══ Text block

While the 2016 election was heated, the past three years have only served to fan the flames of resentment. Not only have two conservative Supreme Court Justices been appointed to the Supreme Court, but Ruth Bader Ginsburg, one of the four liberal justices on the court, is growing dangerously old. If she retires or passes away in the next presidential term, then the next president will decide the new justice’s alignment. The winner of the 2020 election could be the difference between a 5-4 conservative majority court and a 6-3 majority.

The next president will inherit a country determined to divide itself further than it already has. Precedent is a thing of the past. Compromise is gone. Politics is a game of scoring points. Regardless of who wins, the next president will have to navigate a polarized landscape and hopefully begin a process to turn politics into something respectable and not the reality TV show that was the 2016 election. The next president will have to start the process of mending this broken nation.

Included:

Student takes in the form of four columns and a podcast discussion

Illustration by Nate Garcia.

Liberal outlook on the 2020 election

Eleanor Creelman, editor

With talks of the election of 2020, candidates from far and wide have been campaigning, and the stirs of voters once more grows ferocious.
Alongside current president, Donald Trump, Republican candidates are William Weld, John Kasich, and Larry Hogan, according to Fortune.

In the 2016 election, Trump received 306 electoral votes, according to Vox, and nearly 43 percent of eligible American voters think that the electoral college will re-elect him, according to ABC News.

However, Trump strikes out with the majority of young voters and receives only 37 percent of the young votes, according to a report by Civic Youth.
Front-runners for the Democratic candidacy include Bernie Sanders, Joe Biden, Kamala Harris, Pete Buttigieg, Cory Booker, and a many more alongside them, according to the New York Times. Invoking the chagrin of many, Hillary Clinton will not be running again, as she stated in an interview with a local New York news channel. But she continues to speak and advocate for issues she feels strongly about.

As much as many of us would like to say that Clinton, or someone else from the plethora of left-leaning candidates, resides as our current president, we remain stuck for approximately 600 more days with someone who tweets like Regina George. Surprising many, Clinton won the popular vote by 2.9 million voters, according to ABC News, but lost with electoral votes. This caused controversy throughout the States and distress to many due to fears of Trump’s agenda.

According to the New York Times, young voters continually lean left in elections and only 30 percent of people ages 11-18 approve of Trump, while former president Barack Obama had an approval rate of 50 percent. People who produce the largest percentage of voters are white, over 65, college educated, and generate at least a $50,000 salary, according to Business Insider.

════
══ Stored records

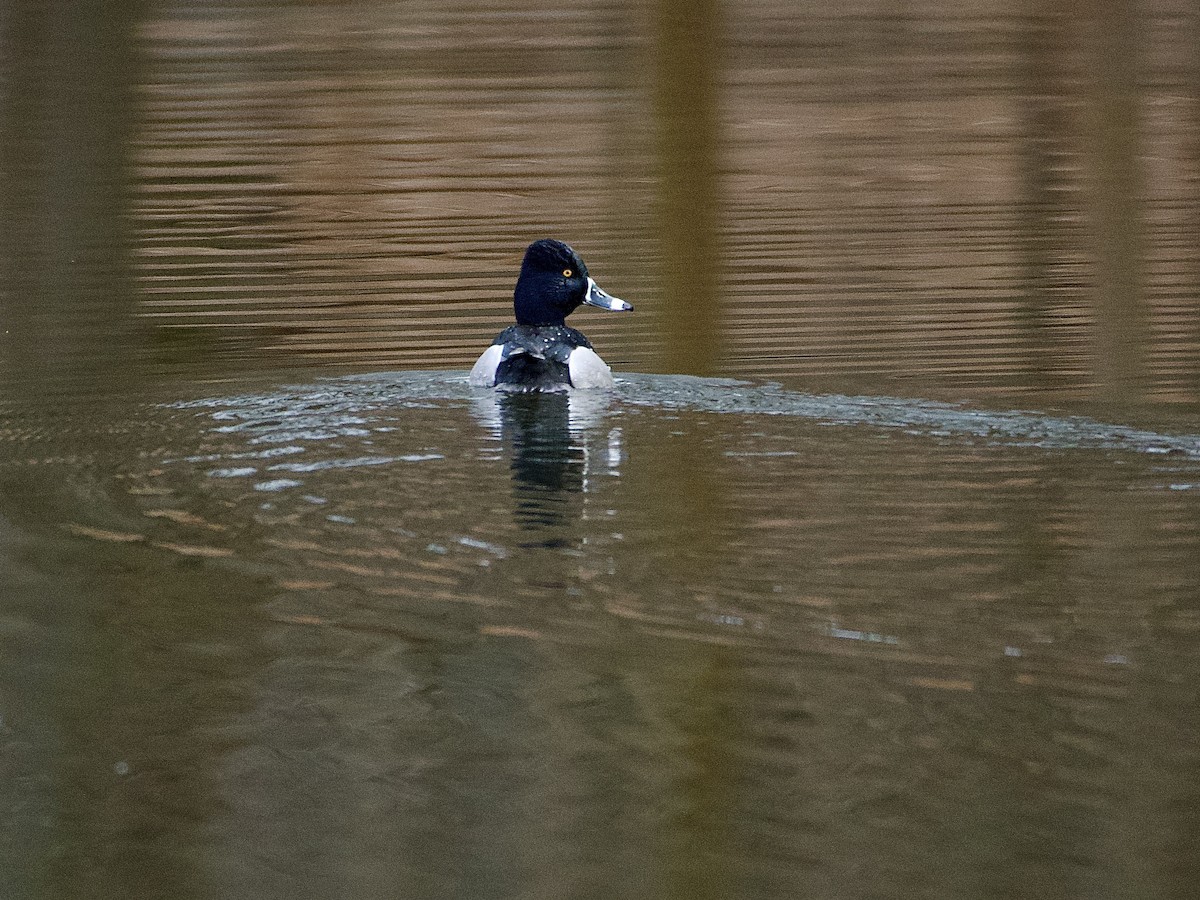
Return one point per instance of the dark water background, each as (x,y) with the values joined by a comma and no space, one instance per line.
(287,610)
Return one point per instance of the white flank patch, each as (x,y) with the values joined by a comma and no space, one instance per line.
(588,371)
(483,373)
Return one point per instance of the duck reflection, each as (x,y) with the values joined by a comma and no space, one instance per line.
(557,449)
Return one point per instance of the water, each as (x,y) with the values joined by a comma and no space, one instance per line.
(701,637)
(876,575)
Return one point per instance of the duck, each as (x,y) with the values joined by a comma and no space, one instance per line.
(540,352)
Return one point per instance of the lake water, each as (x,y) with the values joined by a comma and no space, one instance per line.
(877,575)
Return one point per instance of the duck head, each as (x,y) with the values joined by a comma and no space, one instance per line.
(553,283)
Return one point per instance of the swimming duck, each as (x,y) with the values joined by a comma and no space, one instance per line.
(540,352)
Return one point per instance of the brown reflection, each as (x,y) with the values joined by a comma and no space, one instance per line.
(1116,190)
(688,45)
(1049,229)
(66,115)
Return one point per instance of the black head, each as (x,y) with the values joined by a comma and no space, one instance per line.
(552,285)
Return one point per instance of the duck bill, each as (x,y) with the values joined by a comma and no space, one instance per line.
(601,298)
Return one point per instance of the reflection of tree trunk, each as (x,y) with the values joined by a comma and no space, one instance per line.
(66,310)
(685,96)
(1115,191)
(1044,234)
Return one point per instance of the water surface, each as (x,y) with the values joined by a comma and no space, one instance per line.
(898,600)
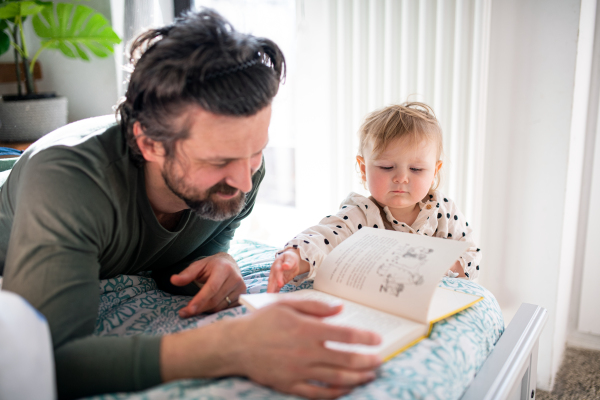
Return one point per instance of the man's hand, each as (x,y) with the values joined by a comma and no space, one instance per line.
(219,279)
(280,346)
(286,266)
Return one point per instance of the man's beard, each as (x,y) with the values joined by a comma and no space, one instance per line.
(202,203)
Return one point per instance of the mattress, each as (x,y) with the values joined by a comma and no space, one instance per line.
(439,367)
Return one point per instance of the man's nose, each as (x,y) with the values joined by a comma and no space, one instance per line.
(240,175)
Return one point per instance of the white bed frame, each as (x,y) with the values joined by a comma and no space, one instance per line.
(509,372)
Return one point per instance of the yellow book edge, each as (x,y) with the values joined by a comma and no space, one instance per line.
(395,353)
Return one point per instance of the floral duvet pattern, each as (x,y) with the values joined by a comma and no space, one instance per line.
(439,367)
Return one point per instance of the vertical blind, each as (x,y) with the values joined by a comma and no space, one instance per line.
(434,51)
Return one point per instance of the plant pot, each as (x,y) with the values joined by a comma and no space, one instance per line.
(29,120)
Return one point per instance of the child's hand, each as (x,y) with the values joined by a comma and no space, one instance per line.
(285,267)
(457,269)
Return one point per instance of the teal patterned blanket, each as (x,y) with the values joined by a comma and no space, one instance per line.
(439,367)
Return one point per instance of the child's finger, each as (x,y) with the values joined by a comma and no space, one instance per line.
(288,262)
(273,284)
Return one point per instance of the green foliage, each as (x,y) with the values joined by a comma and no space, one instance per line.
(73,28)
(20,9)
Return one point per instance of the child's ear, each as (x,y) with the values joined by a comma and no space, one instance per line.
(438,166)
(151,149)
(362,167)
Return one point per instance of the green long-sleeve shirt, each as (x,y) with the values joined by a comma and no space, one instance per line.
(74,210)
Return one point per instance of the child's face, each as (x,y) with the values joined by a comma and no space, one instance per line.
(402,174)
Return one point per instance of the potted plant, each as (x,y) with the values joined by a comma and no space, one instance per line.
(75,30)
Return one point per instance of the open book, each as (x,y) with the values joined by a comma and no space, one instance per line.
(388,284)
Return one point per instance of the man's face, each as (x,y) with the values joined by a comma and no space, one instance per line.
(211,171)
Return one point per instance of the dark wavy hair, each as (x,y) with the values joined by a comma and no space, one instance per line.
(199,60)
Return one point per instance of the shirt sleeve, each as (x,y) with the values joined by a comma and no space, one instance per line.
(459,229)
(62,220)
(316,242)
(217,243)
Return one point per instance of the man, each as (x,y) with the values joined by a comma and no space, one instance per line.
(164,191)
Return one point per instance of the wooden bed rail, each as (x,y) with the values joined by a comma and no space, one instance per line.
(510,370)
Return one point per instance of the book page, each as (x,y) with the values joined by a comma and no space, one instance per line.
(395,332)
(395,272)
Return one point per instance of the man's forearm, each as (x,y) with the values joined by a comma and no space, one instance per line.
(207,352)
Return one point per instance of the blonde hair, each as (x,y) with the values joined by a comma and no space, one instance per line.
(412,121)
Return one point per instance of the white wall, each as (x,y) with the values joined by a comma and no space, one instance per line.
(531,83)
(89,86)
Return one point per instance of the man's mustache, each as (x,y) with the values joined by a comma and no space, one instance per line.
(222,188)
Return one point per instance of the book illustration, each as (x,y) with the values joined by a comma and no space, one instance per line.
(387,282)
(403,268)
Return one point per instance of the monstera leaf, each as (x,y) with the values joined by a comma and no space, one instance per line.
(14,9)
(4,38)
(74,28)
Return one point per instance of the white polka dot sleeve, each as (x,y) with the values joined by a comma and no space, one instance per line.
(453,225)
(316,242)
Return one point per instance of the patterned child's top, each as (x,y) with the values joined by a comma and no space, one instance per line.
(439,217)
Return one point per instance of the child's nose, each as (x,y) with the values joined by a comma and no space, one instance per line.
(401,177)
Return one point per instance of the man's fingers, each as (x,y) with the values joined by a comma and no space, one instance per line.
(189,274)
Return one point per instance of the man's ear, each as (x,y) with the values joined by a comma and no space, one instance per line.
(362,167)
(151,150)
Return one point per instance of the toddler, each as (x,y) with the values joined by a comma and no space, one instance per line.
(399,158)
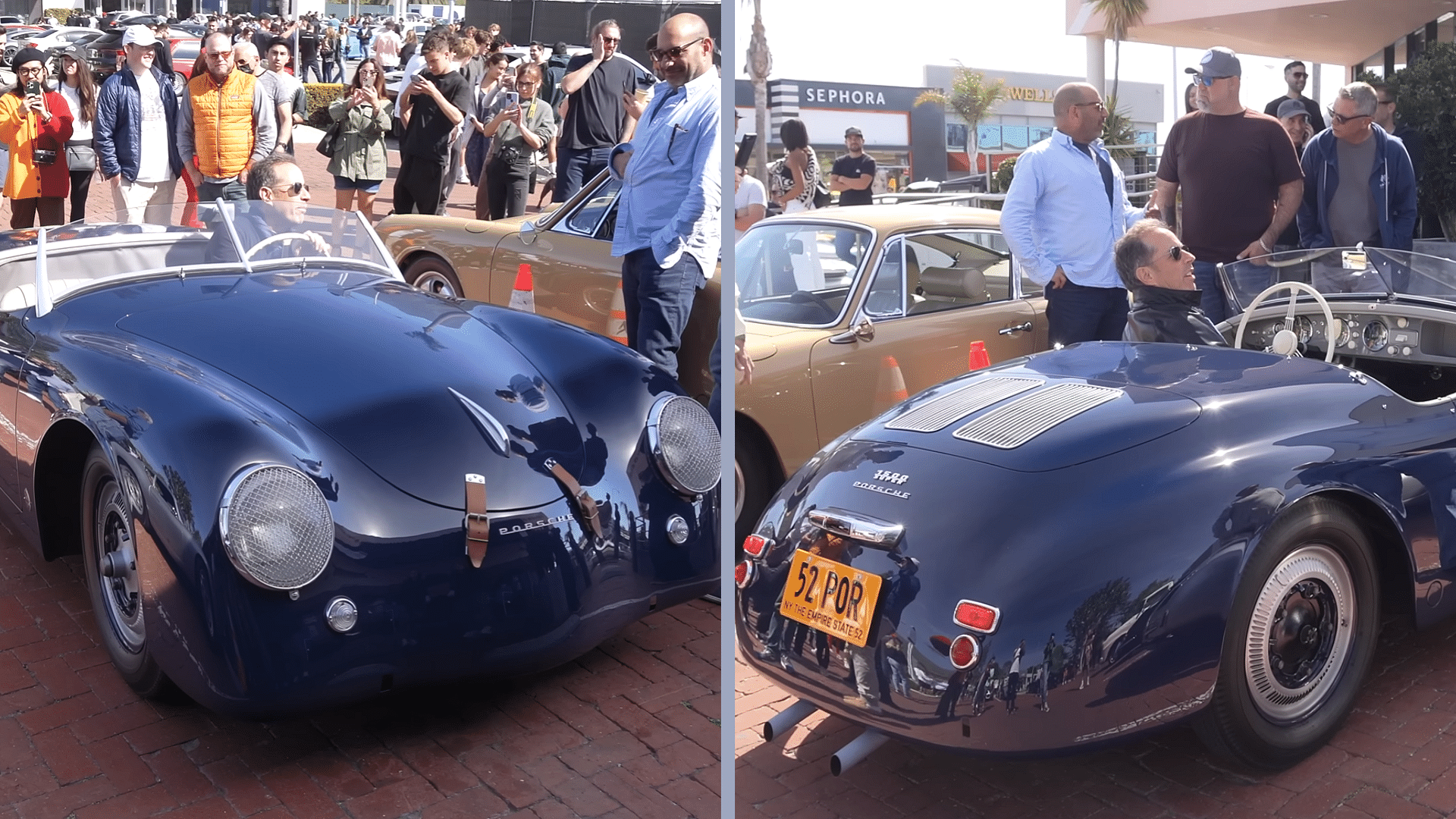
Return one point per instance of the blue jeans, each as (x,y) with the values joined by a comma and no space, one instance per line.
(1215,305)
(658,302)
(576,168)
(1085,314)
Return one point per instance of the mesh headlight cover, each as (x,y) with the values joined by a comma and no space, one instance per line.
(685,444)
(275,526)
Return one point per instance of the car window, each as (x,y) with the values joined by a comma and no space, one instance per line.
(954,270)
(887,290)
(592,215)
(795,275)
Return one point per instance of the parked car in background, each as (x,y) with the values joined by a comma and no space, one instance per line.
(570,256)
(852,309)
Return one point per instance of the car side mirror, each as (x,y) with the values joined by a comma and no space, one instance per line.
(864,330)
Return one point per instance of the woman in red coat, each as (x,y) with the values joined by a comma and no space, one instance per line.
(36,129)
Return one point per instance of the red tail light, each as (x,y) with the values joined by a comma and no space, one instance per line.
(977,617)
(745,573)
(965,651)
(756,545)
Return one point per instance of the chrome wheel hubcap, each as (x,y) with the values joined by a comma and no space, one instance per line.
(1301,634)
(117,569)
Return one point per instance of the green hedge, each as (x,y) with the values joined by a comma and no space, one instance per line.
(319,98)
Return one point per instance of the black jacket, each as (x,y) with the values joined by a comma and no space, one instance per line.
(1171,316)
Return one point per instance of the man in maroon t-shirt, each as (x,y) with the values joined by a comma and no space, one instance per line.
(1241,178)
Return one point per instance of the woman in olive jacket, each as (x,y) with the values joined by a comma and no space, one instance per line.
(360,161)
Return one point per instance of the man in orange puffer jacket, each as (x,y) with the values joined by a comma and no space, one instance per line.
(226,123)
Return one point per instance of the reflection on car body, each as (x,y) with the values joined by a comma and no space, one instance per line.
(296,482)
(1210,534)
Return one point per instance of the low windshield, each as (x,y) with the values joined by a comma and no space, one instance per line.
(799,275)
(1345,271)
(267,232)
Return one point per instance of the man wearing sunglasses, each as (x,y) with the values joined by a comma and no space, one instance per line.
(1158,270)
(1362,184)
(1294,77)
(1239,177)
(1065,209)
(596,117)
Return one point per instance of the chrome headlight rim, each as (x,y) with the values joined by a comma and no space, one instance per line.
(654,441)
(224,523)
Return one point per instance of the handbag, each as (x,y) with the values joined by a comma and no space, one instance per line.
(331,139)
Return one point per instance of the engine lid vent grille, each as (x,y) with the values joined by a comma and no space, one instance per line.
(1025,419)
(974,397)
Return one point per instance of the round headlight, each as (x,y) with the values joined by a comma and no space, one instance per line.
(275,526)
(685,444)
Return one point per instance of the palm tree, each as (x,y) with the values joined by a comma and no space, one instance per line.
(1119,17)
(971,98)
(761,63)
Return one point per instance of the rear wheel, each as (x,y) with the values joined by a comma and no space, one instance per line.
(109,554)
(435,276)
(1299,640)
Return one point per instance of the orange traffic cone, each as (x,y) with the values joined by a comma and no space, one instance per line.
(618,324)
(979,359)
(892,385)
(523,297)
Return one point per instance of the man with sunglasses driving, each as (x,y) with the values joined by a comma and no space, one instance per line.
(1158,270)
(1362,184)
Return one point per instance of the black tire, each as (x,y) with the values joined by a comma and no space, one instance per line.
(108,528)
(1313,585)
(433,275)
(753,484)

════

→ **Task set**
1. Answer these from the 2020 election article:
(a) How many electoral votes did Trump receive in the 2016 election, according to Vox?
(b) By how many voters did Clinton win the popular vote?
(c) Who made the illustration?
2. Resume the 2020 election article, picking up after its last sentence.

→ **Answers for the exercise**
1.
(a) 306
(b) 2.9 million
(c) Nate Garcia

2.
Jan Leighley, a professor of political science at the University of Arizona, says that if voting were mandatory, and every eligible person votes, that the 2016 election would have favored Clinton, Business Insider reports.
Nonetheless, if new and first-time voters had actively participated in the election, then the outcome in 2016 could have been incredibly different and left America not divided by political beliefs. While around 72 percent of people aged 65 and older voted, only 41 percent of those ages 18-24 engaged in the event, according to The Guardian.

That needs to change.

What brings this issue closer to home are the thoughts of the populous of our very own Emmaus High School students. With an extensive group of graduating seniors and some juniors become eligible to cast their voice high into the government in November 2020; the general feel out is concerning.

Junior Demetrius Stephanides previously turned 18 and possesses eligibility of voting, and even registers through the school. He says that he doesn’t know too many kids who are going to vote and that paying attention to the runners’ value system and preliminary elections capture little of his interest until it is down to the final two candidates.

“I don’t really know who’s running but like when it’s closer I’ll pay attention more. But yeah I’m pretty sure I’m gonna vote” Stephanides says. “I know maybe around like 40 to 50 people who are gonna, too.”

That statement is concerning, as, people who will be sealing the political fate of our country for the next four years, may not pay the attention required to this affair of great imminence. It’s a terrifying, petrifying, appalling thought that people, who will ultimately be running our country, handling international business, and being representatives of America, could be nothing more than TV personalities.

There are roughly 695 students in the senior class, according to Assistant Principal Tabitha Rodriguez, and if only “40 or 50” kids are going to be voting, then there is a problem on our hands.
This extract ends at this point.